Judges are political actors. They want to be treated like apolitical legal scholars, merely divining legal principles from above the political fray, but most often their decisions cannot be understood absent the context of the political and cultural battles their rulings are a part of.
The latest proof of this is the decision from the US Court of Appeals for the Fifth Circuit partially overturning but largely leaving in place US District Judge Matthew Kacsmaryk’s nationwide abortion pill ban.
Early Thursday morning, the court reversed Kacsmaryk’s ruling that the Food and Drug Administration’s approval of mifepristone in 2000 was unconstitutional, but it didn’t touch the part of the ruling striking down the FDA’s 2016 update to the drug’s usage. Those updates determined that the drug was safe and effective up to 10 weeks into pregnancy, slightly expanding the agency’s original determination that it could be used up to only seven weeks of pregnancy.

### EXTRACTED RECORDS
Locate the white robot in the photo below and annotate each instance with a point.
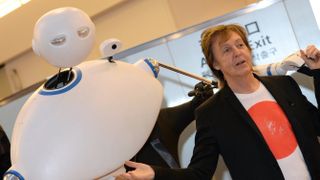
(84, 122)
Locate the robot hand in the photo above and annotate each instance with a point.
(201, 92)
(291, 63)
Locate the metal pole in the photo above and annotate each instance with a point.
(186, 73)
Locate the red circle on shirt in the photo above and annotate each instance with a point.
(275, 128)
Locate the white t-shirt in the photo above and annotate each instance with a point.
(277, 132)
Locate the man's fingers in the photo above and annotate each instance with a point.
(132, 164)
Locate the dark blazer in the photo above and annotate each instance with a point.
(224, 127)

### TASK SET
1) From the passage on the abortion pill ruling, copy the text from "Judges are political" to "abortion pill ban.".
2) According to the passage on the abortion pill ruling, why is the FDA's 2016 update described as a slight expansion of the agency's original determination? Answer in one to three sentences.

### OUTPUTS BY TASK
1)
Judges are political actors. They want to be treated like apolitical legal scholars, merely divining legal principles from above the political fray, but most often their decisions cannot be understood absent the context of the political and cultural battles their rulings are a part of.
The latest proof of this is the decision from the US Court of Appeals for the Fifth Circuit partially overturning but largely leaving in place US District Judge Matthew Kacsmaryk’s nationwide abortion pill ban.

2) The 2016 update found mifepristone safe and effective up to 10 weeks into pregnancy. The original approval in 2000 allowed its use only up to seven weeks. Moving the limit from seven to 10 weeks is the modest expansion the passage describes.